• **Raw records**
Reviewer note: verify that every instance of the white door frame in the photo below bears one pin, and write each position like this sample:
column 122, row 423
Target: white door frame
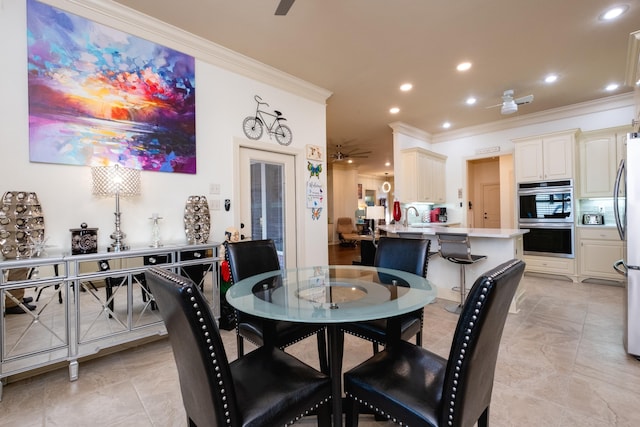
column 247, row 150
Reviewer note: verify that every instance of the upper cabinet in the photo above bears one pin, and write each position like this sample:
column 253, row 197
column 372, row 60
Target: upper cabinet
column 600, row 153
column 423, row 176
column 545, row 158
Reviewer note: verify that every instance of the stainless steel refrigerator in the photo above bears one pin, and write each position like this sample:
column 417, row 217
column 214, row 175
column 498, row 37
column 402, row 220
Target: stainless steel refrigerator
column 626, row 200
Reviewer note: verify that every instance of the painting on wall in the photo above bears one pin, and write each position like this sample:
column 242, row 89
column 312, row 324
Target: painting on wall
column 99, row 96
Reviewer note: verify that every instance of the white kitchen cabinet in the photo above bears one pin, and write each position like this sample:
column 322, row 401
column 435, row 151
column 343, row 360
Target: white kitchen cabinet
column 600, row 154
column 598, row 249
column 423, row 176
column 545, row 158
column 551, row 265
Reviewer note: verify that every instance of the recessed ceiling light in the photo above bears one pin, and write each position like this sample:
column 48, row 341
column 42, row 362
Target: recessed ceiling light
column 614, row 12
column 463, row 66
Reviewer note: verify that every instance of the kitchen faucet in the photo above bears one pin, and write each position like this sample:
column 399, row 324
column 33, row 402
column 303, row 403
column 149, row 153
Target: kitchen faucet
column 406, row 214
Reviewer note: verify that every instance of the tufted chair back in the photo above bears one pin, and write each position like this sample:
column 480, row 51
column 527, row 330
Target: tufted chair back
column 205, row 377
column 410, row 255
column 468, row 381
column 250, row 257
column 417, row 387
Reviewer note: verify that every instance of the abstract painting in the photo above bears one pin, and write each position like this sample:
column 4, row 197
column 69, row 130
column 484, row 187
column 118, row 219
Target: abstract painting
column 99, row 96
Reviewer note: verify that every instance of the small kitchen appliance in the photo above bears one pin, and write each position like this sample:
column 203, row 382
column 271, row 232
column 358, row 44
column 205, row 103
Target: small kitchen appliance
column 593, row 219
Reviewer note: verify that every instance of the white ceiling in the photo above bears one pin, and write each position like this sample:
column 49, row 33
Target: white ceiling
column 362, row 50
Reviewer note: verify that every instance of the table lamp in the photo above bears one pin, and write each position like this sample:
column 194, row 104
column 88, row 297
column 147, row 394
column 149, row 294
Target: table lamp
column 109, row 181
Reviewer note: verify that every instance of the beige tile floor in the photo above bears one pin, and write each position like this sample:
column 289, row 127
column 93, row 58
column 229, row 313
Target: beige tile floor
column 561, row 363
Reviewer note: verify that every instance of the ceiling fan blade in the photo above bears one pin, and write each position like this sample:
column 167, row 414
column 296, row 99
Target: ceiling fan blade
column 283, row 7
column 524, row 100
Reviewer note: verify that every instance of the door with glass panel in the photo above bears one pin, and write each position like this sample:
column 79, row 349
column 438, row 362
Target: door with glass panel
column 267, row 200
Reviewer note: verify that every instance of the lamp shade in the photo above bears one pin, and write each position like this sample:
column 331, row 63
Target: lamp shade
column 375, row 212
column 111, row 180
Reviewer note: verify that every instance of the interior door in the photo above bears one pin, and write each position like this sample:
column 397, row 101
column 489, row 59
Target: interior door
column 267, row 200
column 491, row 206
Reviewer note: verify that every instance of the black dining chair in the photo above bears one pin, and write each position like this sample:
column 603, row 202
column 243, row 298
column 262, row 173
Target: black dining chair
column 266, row 387
column 250, row 257
column 413, row 386
column 412, row 256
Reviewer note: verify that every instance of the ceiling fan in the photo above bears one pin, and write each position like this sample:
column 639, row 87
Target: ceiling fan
column 340, row 155
column 510, row 104
column 283, row 7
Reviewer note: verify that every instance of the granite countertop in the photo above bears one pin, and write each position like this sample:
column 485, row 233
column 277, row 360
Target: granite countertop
column 432, row 229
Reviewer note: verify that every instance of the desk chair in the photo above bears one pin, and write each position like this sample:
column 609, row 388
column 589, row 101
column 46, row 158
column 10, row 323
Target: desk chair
column 344, row 226
column 415, row 387
column 410, row 255
column 248, row 258
column 455, row 247
column 267, row 387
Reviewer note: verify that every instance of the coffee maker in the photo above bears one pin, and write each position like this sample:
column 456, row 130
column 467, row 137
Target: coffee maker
column 442, row 216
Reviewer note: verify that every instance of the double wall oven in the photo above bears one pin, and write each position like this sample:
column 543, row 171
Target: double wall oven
column 546, row 209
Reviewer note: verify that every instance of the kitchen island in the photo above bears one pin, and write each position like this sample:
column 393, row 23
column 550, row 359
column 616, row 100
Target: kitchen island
column 497, row 244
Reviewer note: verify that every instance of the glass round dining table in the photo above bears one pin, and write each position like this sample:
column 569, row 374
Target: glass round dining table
column 332, row 295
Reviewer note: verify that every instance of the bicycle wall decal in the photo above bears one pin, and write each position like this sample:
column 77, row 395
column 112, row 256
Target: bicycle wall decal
column 253, row 126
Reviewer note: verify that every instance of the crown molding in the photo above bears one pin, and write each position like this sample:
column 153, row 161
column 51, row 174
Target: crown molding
column 589, row 107
column 125, row 19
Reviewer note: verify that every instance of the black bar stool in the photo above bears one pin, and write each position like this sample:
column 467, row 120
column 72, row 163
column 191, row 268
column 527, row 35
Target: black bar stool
column 455, row 247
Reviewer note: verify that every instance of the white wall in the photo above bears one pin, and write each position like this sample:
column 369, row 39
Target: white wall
column 224, row 98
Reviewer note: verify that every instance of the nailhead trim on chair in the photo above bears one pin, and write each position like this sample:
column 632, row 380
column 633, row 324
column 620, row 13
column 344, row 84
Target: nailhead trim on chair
column 214, row 359
column 460, row 358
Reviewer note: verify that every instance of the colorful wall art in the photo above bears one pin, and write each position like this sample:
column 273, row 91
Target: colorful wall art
column 98, row 96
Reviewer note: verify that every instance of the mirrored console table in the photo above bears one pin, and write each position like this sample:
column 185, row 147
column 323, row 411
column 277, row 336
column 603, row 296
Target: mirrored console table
column 87, row 303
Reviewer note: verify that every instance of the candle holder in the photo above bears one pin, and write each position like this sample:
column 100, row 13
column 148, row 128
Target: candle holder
column 155, row 231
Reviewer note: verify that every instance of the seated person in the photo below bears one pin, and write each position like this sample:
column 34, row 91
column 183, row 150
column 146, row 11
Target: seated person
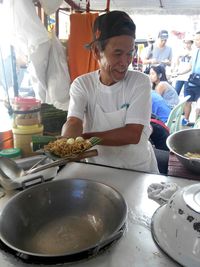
column 160, row 132
column 161, row 85
column 159, row 106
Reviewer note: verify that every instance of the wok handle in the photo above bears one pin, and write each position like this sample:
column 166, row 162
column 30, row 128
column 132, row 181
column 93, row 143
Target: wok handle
column 109, row 240
column 59, row 162
column 32, row 181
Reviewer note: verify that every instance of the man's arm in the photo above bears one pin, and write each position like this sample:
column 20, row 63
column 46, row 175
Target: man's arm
column 129, row 134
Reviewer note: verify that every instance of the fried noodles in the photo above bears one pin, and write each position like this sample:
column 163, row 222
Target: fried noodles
column 192, row 155
column 61, row 148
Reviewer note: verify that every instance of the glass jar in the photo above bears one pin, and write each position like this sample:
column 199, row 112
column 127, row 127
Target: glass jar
column 11, row 153
column 26, row 111
column 22, row 136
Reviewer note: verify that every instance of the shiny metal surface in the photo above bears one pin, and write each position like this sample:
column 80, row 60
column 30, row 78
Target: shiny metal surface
column 62, row 217
column 175, row 226
column 186, row 141
column 136, row 248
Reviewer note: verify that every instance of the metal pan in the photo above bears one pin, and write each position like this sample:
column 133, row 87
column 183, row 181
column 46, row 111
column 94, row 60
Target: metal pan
column 63, row 217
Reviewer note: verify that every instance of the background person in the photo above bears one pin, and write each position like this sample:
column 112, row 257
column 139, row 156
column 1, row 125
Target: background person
column 161, row 53
column 113, row 103
column 190, row 88
column 159, row 107
column 182, row 62
column 161, row 85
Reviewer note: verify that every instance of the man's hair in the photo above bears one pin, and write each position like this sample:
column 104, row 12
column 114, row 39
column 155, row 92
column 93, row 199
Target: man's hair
column 114, row 23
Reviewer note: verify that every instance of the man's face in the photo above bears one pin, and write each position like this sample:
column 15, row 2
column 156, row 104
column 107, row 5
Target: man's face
column 197, row 40
column 115, row 59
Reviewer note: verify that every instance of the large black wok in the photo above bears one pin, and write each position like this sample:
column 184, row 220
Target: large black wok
column 62, row 217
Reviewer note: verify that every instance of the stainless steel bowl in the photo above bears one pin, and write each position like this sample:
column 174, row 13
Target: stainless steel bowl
column 185, row 141
column 175, row 226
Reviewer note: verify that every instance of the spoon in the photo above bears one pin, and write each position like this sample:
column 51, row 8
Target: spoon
column 10, row 170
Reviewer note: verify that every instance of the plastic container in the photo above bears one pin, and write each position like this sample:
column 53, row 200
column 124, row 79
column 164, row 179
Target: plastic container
column 26, row 111
column 22, row 136
column 6, row 139
column 12, row 153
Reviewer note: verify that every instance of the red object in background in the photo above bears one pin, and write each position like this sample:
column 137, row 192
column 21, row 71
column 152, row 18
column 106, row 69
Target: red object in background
column 6, row 139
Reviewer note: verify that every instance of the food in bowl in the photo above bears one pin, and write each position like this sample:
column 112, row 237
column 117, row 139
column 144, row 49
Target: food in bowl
column 182, row 142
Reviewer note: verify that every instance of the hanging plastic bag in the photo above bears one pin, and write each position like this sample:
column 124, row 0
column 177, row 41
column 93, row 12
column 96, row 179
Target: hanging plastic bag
column 50, row 7
column 58, row 79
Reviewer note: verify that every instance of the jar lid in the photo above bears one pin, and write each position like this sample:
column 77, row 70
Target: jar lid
column 28, row 129
column 26, row 100
column 10, row 152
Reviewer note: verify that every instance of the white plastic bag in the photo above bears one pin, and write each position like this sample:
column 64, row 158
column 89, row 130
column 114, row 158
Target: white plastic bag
column 58, row 79
column 50, row 6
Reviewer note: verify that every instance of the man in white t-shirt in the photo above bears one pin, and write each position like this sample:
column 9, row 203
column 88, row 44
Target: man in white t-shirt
column 113, row 103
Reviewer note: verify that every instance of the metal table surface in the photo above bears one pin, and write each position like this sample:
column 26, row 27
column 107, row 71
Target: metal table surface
column 136, row 248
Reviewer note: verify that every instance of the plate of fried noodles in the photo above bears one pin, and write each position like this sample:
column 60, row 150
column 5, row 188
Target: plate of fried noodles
column 69, row 147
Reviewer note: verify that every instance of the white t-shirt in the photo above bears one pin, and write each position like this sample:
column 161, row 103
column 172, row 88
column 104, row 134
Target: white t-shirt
column 134, row 91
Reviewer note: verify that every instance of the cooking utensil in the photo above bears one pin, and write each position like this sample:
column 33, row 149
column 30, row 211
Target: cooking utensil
column 10, row 170
column 183, row 142
column 176, row 226
column 63, row 217
column 13, row 174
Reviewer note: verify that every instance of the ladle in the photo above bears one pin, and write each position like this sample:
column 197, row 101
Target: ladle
column 10, row 170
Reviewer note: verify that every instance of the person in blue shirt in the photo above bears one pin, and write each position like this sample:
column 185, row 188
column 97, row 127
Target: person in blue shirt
column 192, row 89
column 159, row 106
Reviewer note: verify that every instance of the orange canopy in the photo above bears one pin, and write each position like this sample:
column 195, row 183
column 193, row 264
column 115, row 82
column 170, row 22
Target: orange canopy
column 80, row 59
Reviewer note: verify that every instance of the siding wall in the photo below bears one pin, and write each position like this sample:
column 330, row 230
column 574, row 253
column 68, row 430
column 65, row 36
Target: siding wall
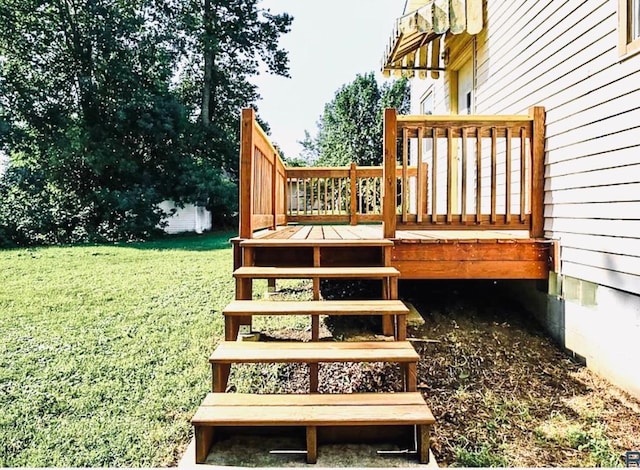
column 563, row 55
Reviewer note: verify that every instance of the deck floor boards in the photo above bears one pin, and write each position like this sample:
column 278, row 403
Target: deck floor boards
column 374, row 232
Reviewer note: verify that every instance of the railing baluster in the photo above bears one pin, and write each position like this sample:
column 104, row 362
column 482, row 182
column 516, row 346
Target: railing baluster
column 463, row 207
column 479, row 132
column 304, row 192
column 420, row 179
column 494, row 170
column 434, row 176
column 353, row 197
column 450, row 163
column 404, row 183
column 507, row 199
column 523, row 174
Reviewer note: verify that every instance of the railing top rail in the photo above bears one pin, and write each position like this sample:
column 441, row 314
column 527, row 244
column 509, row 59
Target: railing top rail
column 462, row 118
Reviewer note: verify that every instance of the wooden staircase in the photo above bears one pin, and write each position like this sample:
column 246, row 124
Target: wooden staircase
column 320, row 417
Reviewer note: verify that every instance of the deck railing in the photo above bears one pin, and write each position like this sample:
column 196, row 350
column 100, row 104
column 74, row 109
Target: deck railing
column 484, row 172
column 337, row 195
column 262, row 179
column 475, row 172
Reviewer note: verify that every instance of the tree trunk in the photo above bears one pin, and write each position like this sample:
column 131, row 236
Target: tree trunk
column 209, row 54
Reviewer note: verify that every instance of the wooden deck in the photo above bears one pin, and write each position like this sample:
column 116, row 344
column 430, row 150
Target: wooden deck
column 433, row 254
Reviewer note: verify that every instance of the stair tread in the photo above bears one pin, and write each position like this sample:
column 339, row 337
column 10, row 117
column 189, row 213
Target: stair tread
column 310, row 272
column 317, row 307
column 233, row 409
column 324, row 351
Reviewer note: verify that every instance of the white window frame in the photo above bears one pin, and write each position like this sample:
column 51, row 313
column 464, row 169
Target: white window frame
column 428, row 101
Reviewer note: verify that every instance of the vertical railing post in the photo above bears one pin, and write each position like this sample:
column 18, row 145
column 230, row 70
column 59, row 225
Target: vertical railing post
column 390, row 147
column 246, row 173
column 537, row 171
column 353, row 208
column 274, row 191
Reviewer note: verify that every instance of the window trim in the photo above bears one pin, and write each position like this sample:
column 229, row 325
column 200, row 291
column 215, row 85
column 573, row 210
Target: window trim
column 429, row 93
column 627, row 46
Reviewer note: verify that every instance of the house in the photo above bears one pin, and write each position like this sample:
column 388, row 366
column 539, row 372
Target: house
column 581, row 62
column 190, row 218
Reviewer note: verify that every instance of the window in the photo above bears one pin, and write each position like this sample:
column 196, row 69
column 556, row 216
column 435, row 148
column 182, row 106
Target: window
column 629, row 26
column 427, row 103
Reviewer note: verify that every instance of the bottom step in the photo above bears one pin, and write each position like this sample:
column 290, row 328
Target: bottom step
column 317, row 414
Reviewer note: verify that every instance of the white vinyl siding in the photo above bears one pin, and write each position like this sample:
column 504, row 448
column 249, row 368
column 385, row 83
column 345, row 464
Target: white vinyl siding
column 564, row 56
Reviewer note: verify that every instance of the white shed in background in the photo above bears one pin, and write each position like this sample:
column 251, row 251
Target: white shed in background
column 191, row 218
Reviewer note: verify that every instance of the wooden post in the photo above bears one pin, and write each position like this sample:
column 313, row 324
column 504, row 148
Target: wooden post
column 274, row 191
column 537, row 171
column 389, row 173
column 423, row 443
column 353, row 208
column 312, row 444
column 246, row 172
column 204, row 440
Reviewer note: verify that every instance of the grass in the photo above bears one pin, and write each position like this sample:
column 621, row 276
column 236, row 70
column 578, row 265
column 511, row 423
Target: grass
column 104, row 349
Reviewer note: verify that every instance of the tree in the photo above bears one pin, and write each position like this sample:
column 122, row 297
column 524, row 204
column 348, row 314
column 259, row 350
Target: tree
column 226, row 43
column 91, row 108
column 350, row 129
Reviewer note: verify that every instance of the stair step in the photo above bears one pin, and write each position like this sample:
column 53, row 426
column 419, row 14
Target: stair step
column 292, row 242
column 369, row 272
column 312, row 411
column 316, row 307
column 316, row 352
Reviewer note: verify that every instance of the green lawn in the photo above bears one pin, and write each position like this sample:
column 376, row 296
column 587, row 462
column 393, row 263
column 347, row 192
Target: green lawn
column 104, row 349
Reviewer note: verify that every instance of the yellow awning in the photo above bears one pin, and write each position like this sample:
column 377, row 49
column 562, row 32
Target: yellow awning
column 415, row 42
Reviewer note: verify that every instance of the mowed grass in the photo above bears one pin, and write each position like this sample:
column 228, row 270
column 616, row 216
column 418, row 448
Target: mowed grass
column 104, row 349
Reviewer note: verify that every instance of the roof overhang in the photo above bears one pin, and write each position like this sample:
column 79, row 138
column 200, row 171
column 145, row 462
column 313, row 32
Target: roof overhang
column 414, row 45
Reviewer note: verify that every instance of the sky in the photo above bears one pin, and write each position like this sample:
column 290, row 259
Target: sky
column 331, row 41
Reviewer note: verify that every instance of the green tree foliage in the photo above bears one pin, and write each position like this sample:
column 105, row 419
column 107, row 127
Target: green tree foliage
column 350, row 129
column 99, row 127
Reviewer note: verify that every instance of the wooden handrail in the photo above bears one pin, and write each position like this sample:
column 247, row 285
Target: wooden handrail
column 324, row 194
column 486, row 172
column 476, row 172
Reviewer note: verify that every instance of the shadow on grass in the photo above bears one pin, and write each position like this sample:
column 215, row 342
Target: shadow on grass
column 186, row 242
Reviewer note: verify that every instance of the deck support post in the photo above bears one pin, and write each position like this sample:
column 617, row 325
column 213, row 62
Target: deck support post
column 537, row 171
column 246, row 172
column 423, row 442
column 204, row 440
column 353, row 200
column 312, row 444
column 389, row 173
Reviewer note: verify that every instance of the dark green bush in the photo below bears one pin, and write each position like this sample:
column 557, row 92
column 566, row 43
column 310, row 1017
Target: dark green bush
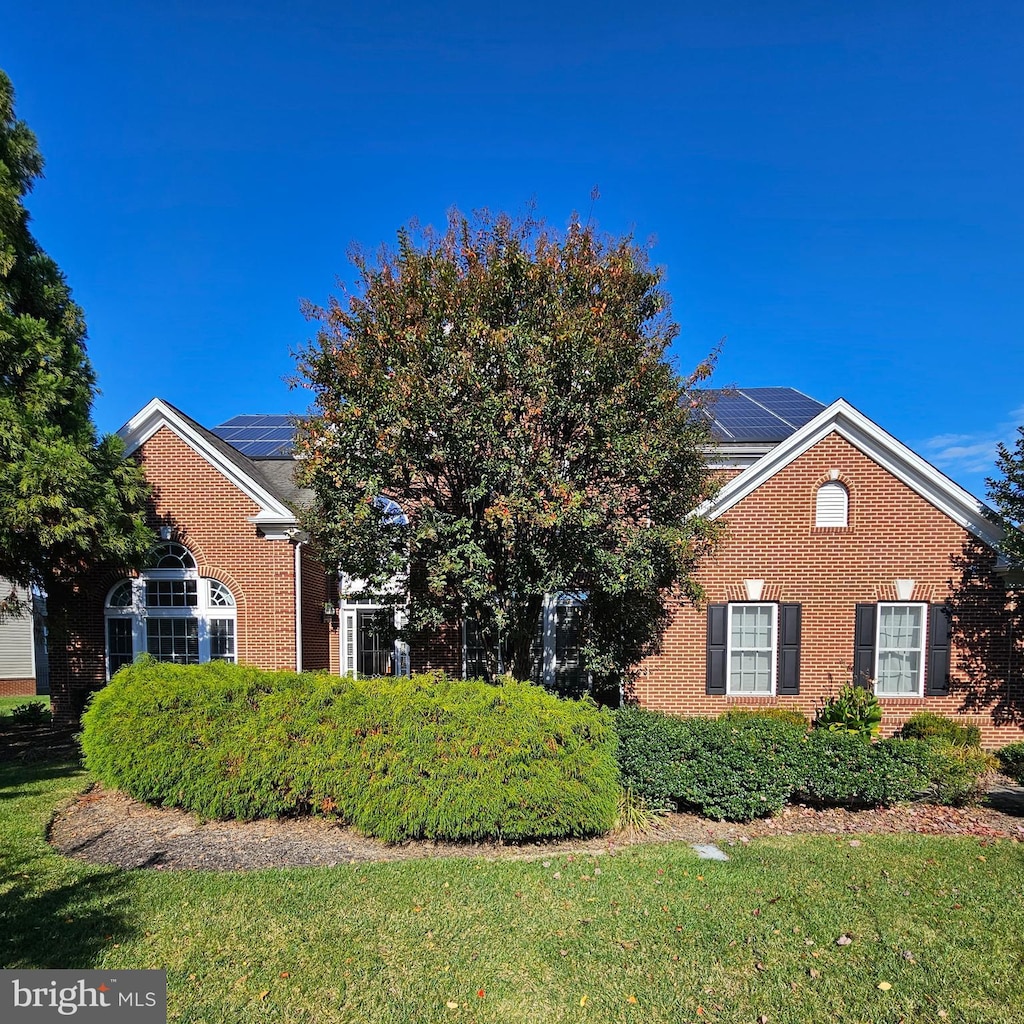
column 397, row 758
column 930, row 726
column 960, row 774
column 841, row 770
column 652, row 753
column 1011, row 760
column 781, row 714
column 734, row 768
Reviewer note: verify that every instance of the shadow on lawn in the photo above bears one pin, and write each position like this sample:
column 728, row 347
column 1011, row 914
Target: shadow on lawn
column 53, row 913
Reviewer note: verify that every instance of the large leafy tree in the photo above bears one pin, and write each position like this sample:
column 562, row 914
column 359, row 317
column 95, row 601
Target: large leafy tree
column 508, row 386
column 68, row 499
column 1007, row 494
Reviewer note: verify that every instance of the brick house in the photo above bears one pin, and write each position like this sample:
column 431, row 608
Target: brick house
column 844, row 553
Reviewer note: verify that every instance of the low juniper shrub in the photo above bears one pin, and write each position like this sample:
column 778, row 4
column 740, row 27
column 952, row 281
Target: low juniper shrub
column 397, row 758
column 933, row 727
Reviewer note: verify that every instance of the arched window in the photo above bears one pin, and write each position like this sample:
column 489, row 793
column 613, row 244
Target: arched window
column 171, row 612
column 832, row 506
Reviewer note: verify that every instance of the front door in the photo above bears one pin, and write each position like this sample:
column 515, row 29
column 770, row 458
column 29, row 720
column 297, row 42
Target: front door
column 375, row 643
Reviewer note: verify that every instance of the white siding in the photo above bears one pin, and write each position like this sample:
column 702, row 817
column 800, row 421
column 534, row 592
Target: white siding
column 17, row 644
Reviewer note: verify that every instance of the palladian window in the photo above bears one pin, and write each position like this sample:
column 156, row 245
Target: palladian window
column 170, row 612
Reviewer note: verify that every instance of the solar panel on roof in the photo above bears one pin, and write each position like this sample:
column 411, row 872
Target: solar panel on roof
column 259, row 436
column 768, row 414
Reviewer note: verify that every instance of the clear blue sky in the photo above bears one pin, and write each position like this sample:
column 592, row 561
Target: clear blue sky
column 836, row 193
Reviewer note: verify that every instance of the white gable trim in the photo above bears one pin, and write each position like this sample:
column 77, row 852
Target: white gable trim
column 274, row 518
column 868, row 437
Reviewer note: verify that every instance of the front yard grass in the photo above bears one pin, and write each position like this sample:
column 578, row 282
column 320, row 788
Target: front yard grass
column 652, row 934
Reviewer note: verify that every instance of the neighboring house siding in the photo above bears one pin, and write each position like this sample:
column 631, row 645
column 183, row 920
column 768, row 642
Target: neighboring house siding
column 892, row 534
column 17, row 669
column 209, row 515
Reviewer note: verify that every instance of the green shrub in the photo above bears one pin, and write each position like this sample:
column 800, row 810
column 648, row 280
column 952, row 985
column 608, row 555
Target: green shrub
column 854, row 710
column 960, row 774
column 397, row 758
column 1011, row 760
column 842, row 770
column 733, row 768
column 780, row 714
column 652, row 751
column 930, row 726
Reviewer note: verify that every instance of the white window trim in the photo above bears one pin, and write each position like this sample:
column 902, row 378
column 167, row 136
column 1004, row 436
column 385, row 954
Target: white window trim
column 837, row 487
column 774, row 649
column 138, row 612
column 924, row 647
column 348, row 639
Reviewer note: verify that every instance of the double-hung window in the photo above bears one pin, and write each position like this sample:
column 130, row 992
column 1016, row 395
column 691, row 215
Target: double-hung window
column 752, row 655
column 899, row 665
column 170, row 612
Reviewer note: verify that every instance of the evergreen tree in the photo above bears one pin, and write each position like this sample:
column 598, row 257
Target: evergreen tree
column 69, row 500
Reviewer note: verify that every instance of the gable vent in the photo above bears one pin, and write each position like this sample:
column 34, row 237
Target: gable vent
column 832, row 505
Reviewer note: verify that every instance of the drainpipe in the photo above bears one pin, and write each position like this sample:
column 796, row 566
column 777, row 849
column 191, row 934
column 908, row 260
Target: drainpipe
column 298, row 602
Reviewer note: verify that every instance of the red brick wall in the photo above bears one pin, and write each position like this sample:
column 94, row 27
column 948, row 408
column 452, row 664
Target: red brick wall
column 892, row 534
column 209, row 515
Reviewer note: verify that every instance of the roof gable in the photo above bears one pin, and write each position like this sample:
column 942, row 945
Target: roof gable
column 274, row 516
column 892, row 455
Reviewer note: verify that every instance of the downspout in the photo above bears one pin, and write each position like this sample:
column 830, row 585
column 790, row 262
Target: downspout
column 298, row 604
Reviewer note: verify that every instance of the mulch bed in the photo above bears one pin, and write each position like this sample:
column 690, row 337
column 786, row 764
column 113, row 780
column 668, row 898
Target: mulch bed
column 108, row 827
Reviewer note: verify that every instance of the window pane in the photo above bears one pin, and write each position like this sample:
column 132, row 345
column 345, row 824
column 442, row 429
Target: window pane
column 173, row 640
column 899, row 672
column 220, row 596
column 121, row 596
column 221, row 639
column 171, row 556
column 171, row 593
column 119, row 643
column 750, row 672
column 752, row 626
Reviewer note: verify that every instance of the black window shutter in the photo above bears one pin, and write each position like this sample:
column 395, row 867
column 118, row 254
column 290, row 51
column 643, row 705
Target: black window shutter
column 788, row 648
column 717, row 625
column 937, row 669
column 863, row 645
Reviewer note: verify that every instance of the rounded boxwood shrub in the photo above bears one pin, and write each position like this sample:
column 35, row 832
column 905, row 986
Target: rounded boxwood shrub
column 1011, row 760
column 734, row 768
column 841, row 770
column 397, row 758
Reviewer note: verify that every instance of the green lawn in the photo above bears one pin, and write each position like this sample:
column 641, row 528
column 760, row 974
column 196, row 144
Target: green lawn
column 652, row 934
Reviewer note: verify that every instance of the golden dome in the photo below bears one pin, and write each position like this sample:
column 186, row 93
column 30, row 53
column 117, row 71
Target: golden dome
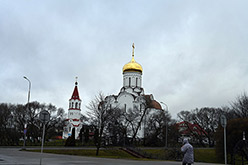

• **Problem requirements**
Can you print, word for word, the stretch of lines from the one containing "Reviewer note: verify that every instance of the white wall" through the one containing "column 87, row 303", including both of those lines?

• **Correct answer**
Reviewer note: verify that every instance of the white wall in the photo above bears one pin, and write each position like this sample:
column 369, row 39
Target: white wall
column 224, row 98
Reviewer note: verify that every instance of the nailhead trim on chair in the photo above bears one pin, and write each position like this sample:
column 632, row 380
column 633, row 324
column 620, row 13
column 344, row 84
Target: nailhead trim on chair
column 214, row 359
column 460, row 358
Reviewer note: verify that every instance of the colorful wall art in the photo above bears one pin, and write each position like this sample:
column 273, row 91
Target: colorful wall art
column 98, row 96
Reviewer note: verify that every instance of the mirrored console table in the photo above bears one pin, and write each position like this sample:
column 185, row 147
column 323, row 411
column 277, row 336
column 603, row 296
Target: mirrored console table
column 87, row 303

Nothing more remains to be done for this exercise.